* [Фрагмент документа]:
--

Читаешь Шекспира или Омар Хаяма, у них есть идея о том, что Бог наверху, мы все его марионетки. Марионетка – кукла наиболее подобная человеку. А тут на берегу Байкала, рядом с лесом случилось, что куклы из палок и камней – сама природа, они не сделаны из природного материала, они природные существа. Получилось, что куклы ушли дальше, чем сами люди к дочеловеческой пра-пра-памяти мира. И я не могу сказать, что мы сидели с Виктором и заранее думали об этом. Нет, все случается само – по бусинке, раз, раз.
– Почему не было цели сделать спектакль?
Потому что будет абсолютная ложь, никто в жизни за три дня спектакли не создает. Это не честно по отношению к спектаклю как к некой форме, которую потом увидит зритель. На лаборатории ценнее процесс, не результат. Поэтому не спектакль, а эскиз. Интересны первые подходы к кукле, первые приносы, трогания, как касания во время первой влюбленности. Первое соприкосновение, но никак не спектакль.
– Поэтому, наверное, у меня возникла ассоциация с «пещными» действами, что-то магическое…
Вертепные действа, колядки. Да, какой-то ритуал, он основа. Я в своих спектаклях стараюсь всегда использовать энергию ритуала, она мне кажется неподдельной. Это непонятно рационально, но существует в другом понимании. Порой мне говорят: «Это не будет понятно ребенку». Я отвечаю: «Мне кажется, что вы ошибаетесь, ребенку это как раз будет понятно, это вам непонятно, потому что вы выросли, закрылись. У вас сторож стоит на страже всего, что немного непонятно, а ребенок всегда додумает, придумает».
– Почему вы решили снимать видео как один из результатов лаборатории?
Я понимаю, что любая лаборатория является кодой, аккордом, эмоционально завершенным продуктом. И я понимал, что мы все-таки работаем в пространстве турбазы: здесь забор, там дом, тут волейбольная сетка, машина, здесь какой-то человек. А хотелось в чистую природу. Тогда мы вышли на косу, на то место, где ближе Байкал, ветер, огонь, и там поснимали, чтобы у нас в памяти был эмоциональный след соединения со стихиями.

--

* [Исходный материал]:
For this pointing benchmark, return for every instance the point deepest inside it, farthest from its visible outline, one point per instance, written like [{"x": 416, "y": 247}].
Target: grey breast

--

* [Что сделать]:
**A)** Что, согласно интервью о лаборатории на Байкале, на лаборатории ценнее: процесс или результат?
**B)** Выведите без изменений отрывок интервью о лаборатории на Байкале между словами «Читаешь Шекспира или» и «бусинке, раз, раз.» включительно.

* [Ответы к заданиям]:
**A)** На лаборатории ценнее процесс, а не результат.

**B)**
Читаешь Шекспира или Омар Хаяма, у них есть идея о том, что Бог наверху, мы все его марионетки. Марионетка – кукла наиболее подобная человеку. А тут на берегу Байкала, рядом с лесом случилось, что куклы из палок и камней – сама природа, они не сделаны из природного материала, они природные существа. Получилось, что куклы ушли дальше, чем сами люди к дочеловеческой пра-пра-памяти мира. И я не могу сказать, что мы сидели с Виктором и заранее думали об этом. Нет, все случается само – по бусинке, раз, раз.